# Zadanie do rozwiązania
Umieść wiersze wszystkich poniższych wpisów w tabeli Markdown z kolumnami „Lp.” i „Treść”, pomijając puste wiersze. Obrazy nie mają trafić do odpowiedzi.
---------- Wyodrębnione wpisy
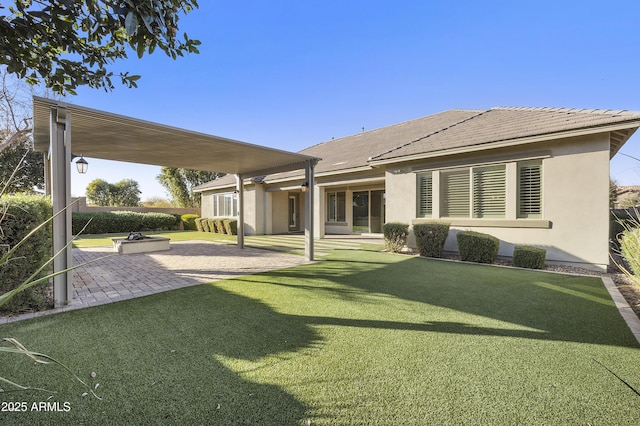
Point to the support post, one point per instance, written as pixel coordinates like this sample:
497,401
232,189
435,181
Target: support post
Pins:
60,199
308,210
240,189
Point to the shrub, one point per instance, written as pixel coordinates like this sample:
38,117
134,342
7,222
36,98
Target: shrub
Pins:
529,257
112,222
477,247
220,225
630,248
231,226
22,213
395,236
430,238
189,221
619,221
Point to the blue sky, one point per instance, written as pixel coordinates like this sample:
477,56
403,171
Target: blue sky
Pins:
290,74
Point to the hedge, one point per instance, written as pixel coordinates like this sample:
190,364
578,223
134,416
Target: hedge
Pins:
430,238
115,222
529,257
189,221
24,213
395,236
477,247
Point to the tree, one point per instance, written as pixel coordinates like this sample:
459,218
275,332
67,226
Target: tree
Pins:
66,44
124,193
21,169
613,192
180,183
27,165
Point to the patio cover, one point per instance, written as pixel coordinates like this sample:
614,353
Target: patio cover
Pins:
64,130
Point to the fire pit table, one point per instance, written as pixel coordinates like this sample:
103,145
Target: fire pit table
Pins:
138,243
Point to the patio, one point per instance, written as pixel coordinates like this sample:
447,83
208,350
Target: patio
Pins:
113,278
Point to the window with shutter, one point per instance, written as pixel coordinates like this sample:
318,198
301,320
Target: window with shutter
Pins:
425,195
455,186
489,191
530,189
336,206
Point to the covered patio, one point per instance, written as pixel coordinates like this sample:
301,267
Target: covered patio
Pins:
64,131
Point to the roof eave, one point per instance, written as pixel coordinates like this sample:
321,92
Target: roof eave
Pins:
630,126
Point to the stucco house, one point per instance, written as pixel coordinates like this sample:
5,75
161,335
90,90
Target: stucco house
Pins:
536,176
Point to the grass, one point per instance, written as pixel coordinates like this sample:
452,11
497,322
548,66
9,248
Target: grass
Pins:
362,338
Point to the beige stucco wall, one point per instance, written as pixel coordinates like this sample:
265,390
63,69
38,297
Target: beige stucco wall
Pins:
279,209
575,202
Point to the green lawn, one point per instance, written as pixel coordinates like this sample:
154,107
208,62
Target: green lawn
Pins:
362,338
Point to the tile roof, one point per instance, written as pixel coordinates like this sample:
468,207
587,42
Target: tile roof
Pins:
452,129
503,124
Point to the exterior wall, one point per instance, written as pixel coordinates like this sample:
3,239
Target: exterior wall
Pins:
575,188
254,200
279,209
367,181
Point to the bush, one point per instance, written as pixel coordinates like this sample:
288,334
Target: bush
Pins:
231,226
112,222
619,221
220,225
430,238
189,221
395,236
24,213
477,247
529,257
630,248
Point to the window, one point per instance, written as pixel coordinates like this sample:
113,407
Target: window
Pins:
481,192
336,206
489,191
225,205
530,189
454,192
425,194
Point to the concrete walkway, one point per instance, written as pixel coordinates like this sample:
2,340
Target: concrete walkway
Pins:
115,277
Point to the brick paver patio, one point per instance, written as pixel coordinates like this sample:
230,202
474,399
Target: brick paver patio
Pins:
114,277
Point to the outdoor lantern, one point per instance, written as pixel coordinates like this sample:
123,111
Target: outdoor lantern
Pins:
82,165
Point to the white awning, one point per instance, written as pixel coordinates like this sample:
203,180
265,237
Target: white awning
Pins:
104,135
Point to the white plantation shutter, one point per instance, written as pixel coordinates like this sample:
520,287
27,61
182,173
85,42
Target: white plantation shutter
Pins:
489,191
425,195
530,190
455,193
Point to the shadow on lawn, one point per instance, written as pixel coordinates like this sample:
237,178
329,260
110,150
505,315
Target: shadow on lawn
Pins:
159,358
555,306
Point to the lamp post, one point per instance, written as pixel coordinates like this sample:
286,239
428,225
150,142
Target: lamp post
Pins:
82,165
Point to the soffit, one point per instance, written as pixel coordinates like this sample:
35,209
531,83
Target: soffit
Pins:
103,135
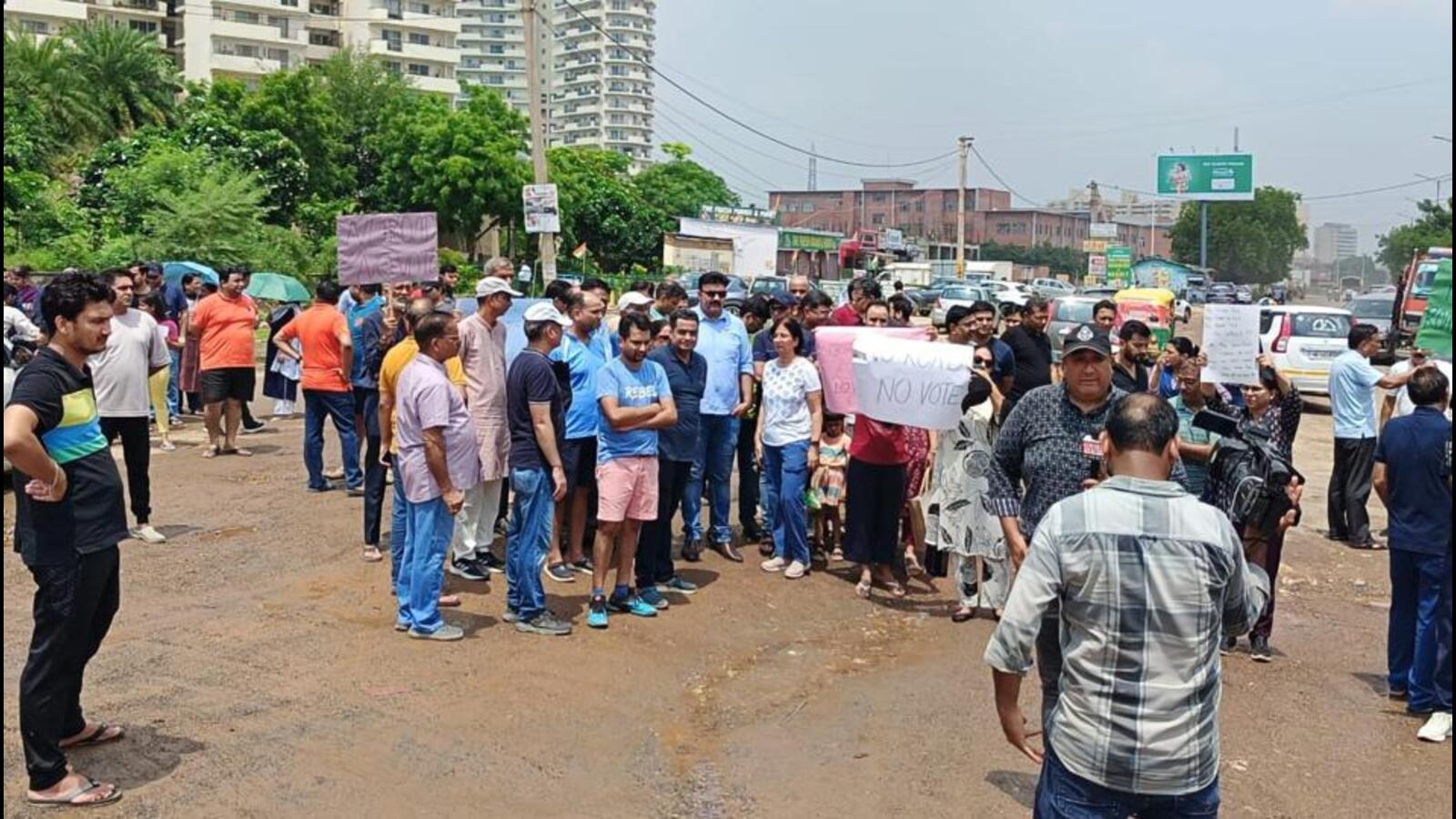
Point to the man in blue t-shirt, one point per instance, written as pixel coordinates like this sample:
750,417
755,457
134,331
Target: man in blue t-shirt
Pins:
1412,479
637,401
1351,402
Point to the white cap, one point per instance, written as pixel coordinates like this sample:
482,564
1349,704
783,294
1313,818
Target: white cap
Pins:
546,312
490,286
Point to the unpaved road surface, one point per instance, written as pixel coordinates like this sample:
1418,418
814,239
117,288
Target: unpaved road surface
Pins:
257,672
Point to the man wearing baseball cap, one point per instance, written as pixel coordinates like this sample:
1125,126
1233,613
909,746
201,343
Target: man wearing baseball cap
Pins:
538,390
--------------------
# Rozwiązanie zadania
| Lp. | Treść |
|---|---|
| 1 | Point to the support post, one point per instance, written as pixel coordinates like this sample: |
| 2 | 497,401 |
| 3 | 232,189 |
| 4 | 435,181 |
| 5 | Target: support post |
| 6 | Pins: |
| 7 | 60,199 |
| 8 | 308,210 |
| 9 | 240,189 |
| 10 | Point to the shrub, one point per instance, written as pixel coordinates like this sample: |
| 11 | 38,117 |
| 12 | 134,342 |
| 13 | 7,222 |
| 14 | 36,98 |
| 15 | Target: shrub |
| 16 | Pins: |
| 17 | 529,257 |
| 18 | 112,222 |
| 19 | 477,247 |
| 20 | 220,225 |
| 21 | 630,248 |
| 22 | 231,226 |
| 23 | 22,213 |
| 24 | 395,236 |
| 25 | 430,238 |
| 26 | 189,221 |
| 27 | 619,221 |
| 28 | Point to the blue sky, one point per instance, written as pixel coordinates like this sample: |
| 29 | 477,56 |
| 30 | 403,171 |
| 31 | Target: blue sky |
| 32 | Pins: |
| 33 | 290,74 |
| 34 | Point to the hedge, one point per instance, written as pixel coordinates like this sample: |
| 35 | 190,364 |
| 36 | 578,223 |
| 37 | 134,416 |
| 38 | Target: hedge |
| 39 | Pins: |
| 40 | 430,238 |
| 41 | 115,222 |
| 42 | 529,257 |
| 43 | 189,221 |
| 44 | 24,213 |
| 45 | 395,236 |
| 46 | 477,247 |
| 47 | Point to the tree, one point per instance, written as pixel coordinates like this sample: |
| 48 | 459,218 |
| 49 | 275,332 |
| 50 | 67,226 |
| 51 | Target: tree |
| 52 | Pins: |
| 53 | 66,44 |
| 54 | 124,193 |
| 55 | 21,169 |
| 56 | 613,192 |
| 57 | 180,183 |
| 58 | 27,165 |
| 59 | Point to the patio cover, one point per instance, written as pixel coordinates like this sample: |
| 60 | 614,353 |
| 61 | Target: patio cover |
| 62 | Pins: |
| 63 | 64,130 |
| 64 | Point to the fire pit table, one point per instance, written as pixel coordinates like this sample: |
| 65 | 103,145 |
| 66 | Target: fire pit table |
| 67 | Pins: |
| 68 | 138,243 |
| 69 | Point to the patio, one point per instance, written as pixel coordinates like this sample: |
| 70 | 447,83 |
| 71 | 208,350 |
| 72 | Target: patio |
| 73 | Pins: |
| 74 | 113,278 |
| 75 | Point to the window with shutter, one point per instance, written as pixel coordinates like this sample: |
| 76 | 318,198 |
| 77 | 301,320 |
| 78 | Target: window with shutter |
| 79 | Pins: |
| 80 | 425,195 |
| 81 | 455,186 |
| 82 | 489,191 |
| 83 | 530,189 |
| 84 | 336,206 |
| 85 | Point to the covered patio, one point per instance, written as pixel coordinates like this sample: |
| 86 | 301,267 |
| 87 | Target: covered patio |
| 88 | Pins: |
| 89 | 64,131 |
| 90 | Point to the roof eave, one point per instance, written as pixel coordinates like this sample: |
| 91 | 321,92 |
| 92 | Target: roof eave |
| 93 | Pins: |
| 94 | 630,126 |
| 95 | Point to the stucco house, one point per instance, written as pixel coordinates like this sample: |
| 96 | 5,75 |
| 97 | 161,335 |
| 98 | 90,90 |
| 99 | Target: stucco house |
| 100 | Pins: |
| 101 | 536,176 |
| 102 | Point to the grass, one point per instance, written as pixel coordinates like this sample: |
| 103 | 452,11 |
| 104 | 497,322 |
| 105 | 548,66 |
| 106 | 9,248 |
| 107 | Target: grass |
| 108 | Pins: |
| 109 | 362,338 |
| 110 | Point to the beige stucco wall, one point per instance, written as pixel coordinates like this sample: |
| 111 | 265,390 |
| 112 | 63,69 |
| 113 | 38,297 |
| 114 | Target: beige stucco wall |
| 115 | Pins: |
| 116 | 279,209 |
| 117 | 575,202 |
| 118 | Point to the green lawn, one point per instance, written as pixel coordinates like this sample: |
| 119 | 154,107 |
| 120 | 208,62 |
| 121 | Target: green lawn |
| 122 | Pins: |
| 123 | 362,338 |
| 124 | Point to the tile roof, one point per instance, written as pixel coordinates like this sample: |
| 125 | 468,207 |
| 126 | 587,42 |
| 127 | Target: tile roof |
| 128 | Pins: |
| 129 | 452,129 |
| 130 | 503,124 |
| 131 | Point to the exterior wall, one point per instance, written as pixel coordinates like this sample: |
| 132 | 3,239 |
| 133 | Target: exterior wall |
| 134 | Pins: |
| 135 | 575,188 |
| 136 | 254,200 |
| 137 | 279,209 |
| 138 | 367,181 |
| 139 | Point to the bush, one point per instance, written as pixel coordinates like this sample: |
| 140 | 288,334 |
| 141 | Target: bush |
| 142 | Pins: |
| 143 | 231,226 |
| 144 | 112,222 |
| 145 | 619,221 |
| 146 | 220,225 |
| 147 | 430,238 |
| 148 | 189,221 |
| 149 | 395,236 |
| 150 | 24,213 |
| 151 | 477,247 |
| 152 | 529,257 |
| 153 | 630,248 |
| 154 | Point to the window, one point per instance, written as pixel coordinates like this sample: |
| 155 | 113,407 |
| 156 | Target: window |
| 157 | Pins: |
| 158 | 481,192 |
| 159 | 336,206 |
| 160 | 489,191 |
| 161 | 225,205 |
| 162 | 530,189 |
| 163 | 454,192 |
| 164 | 425,194 |
| 165 | Point to the concrete walkway, one point per instance, written as pixel coordinates like this sample: |
| 166 | 2,340 |
| 167 | Target: concrete walkway |
| 168 | Pins: |
| 169 | 115,277 |
| 170 | Point to the brick paver patio, one point per instance, written as pixel coordinates like this sample: |
| 171 | 230,202 |
| 172 | 474,399 |
| 173 | Target: brick paver patio |
| 174 | Pins: |
| 175 | 114,277 |
| 176 | Point to the outdoor lantern, one point per instance, written as pixel coordinates like this sample: |
| 177 | 123,111 |
| 178 | Target: outdoor lantern |
| 179 | Pins: |
| 180 | 82,165 |
| 181 | Point to the white awning, one point per instance, written as pixel coordinates like this sample: |
| 182 | 203,180 |
| 183 | 265,237 |
| 184 | Target: white awning |
| 185 | Pins: |
| 186 | 104,135 |
| 187 | Point to the white plantation shutter, one point per instance, written as pixel coordinates like this sample: |
| 188 | 520,287 |
| 189 | 27,61 |
| 190 | 182,173 |
| 191 | 85,42 |
| 192 | Target: white plantation shutter |
| 193 | Pins: |
| 194 | 489,191 |
| 195 | 425,195 |
| 196 | 530,190 |
| 197 | 455,193 |
| 198 | Point to the shadow on lawn, one point per instance, written as pixel coordinates like this sample: |
| 199 | 237,178 |
| 200 | 329,260 |
| 201 | 110,150 |
| 202 | 505,315 |
| 203 | Target: shadow on lawn |
| 204 | Pins: |
| 205 | 159,358 |
| 206 | 555,306 |
| 207 | Point to the lamp post, one point per instance, written as pixel coordinates like this sample: |
| 208 | 286,239 |
| 209 | 428,225 |
| 210 | 150,142 |
| 211 | Target: lamp post |
| 212 | Pins: |
| 213 | 82,165 |
| 214 | Point to the soffit, one point per instance, written as pixel coordinates like this sample: |
| 215 | 35,209 |
| 216 | 531,83 |
| 217 | Target: soffit |
| 218 | Pins: |
| 219 | 103,135 |
| 220 | Point to the man in blue t-shirt, one point per instance, written as pixel coordinates like this sample: |
| 221 | 750,417 |
| 222 | 755,457 |
| 223 | 134,331 |
| 224 | Target: man in blue t-shirt |
| 225 | Pins: |
| 226 | 1412,479 |
| 227 | 637,401 |
| 228 | 1351,402 |
| 229 | Point to the white cap, one point per instance, written as pixel coordinates like this sample: |
| 230 | 482,564 |
| 231 | 1349,704 |
| 232 | 783,294 |
| 233 | 1313,818 |
| 234 | Target: white cap |
| 235 | Pins: |
| 236 | 546,312 |
| 237 | 490,286 |
| 238 | Point to the unpaved road surface, one point per instance, written as pixel coordinates like this sample: |
| 239 | 1418,418 |
| 240 | 814,239 |
| 241 | 117,288 |
| 242 | Target: unpaved road surface |
| 243 | Pins: |
| 244 | 257,672 |
| 245 | Point to the man wearing baseball cap, one point per instance, written as pixel coordinates like this sample: |
| 246 | 1125,126 |
| 247 | 1233,613 |
| 248 | 909,746 |
| 249 | 201,343 |
| 250 | Target: man wearing baseball cap |
| 251 | Pins: |
| 252 | 538,390 |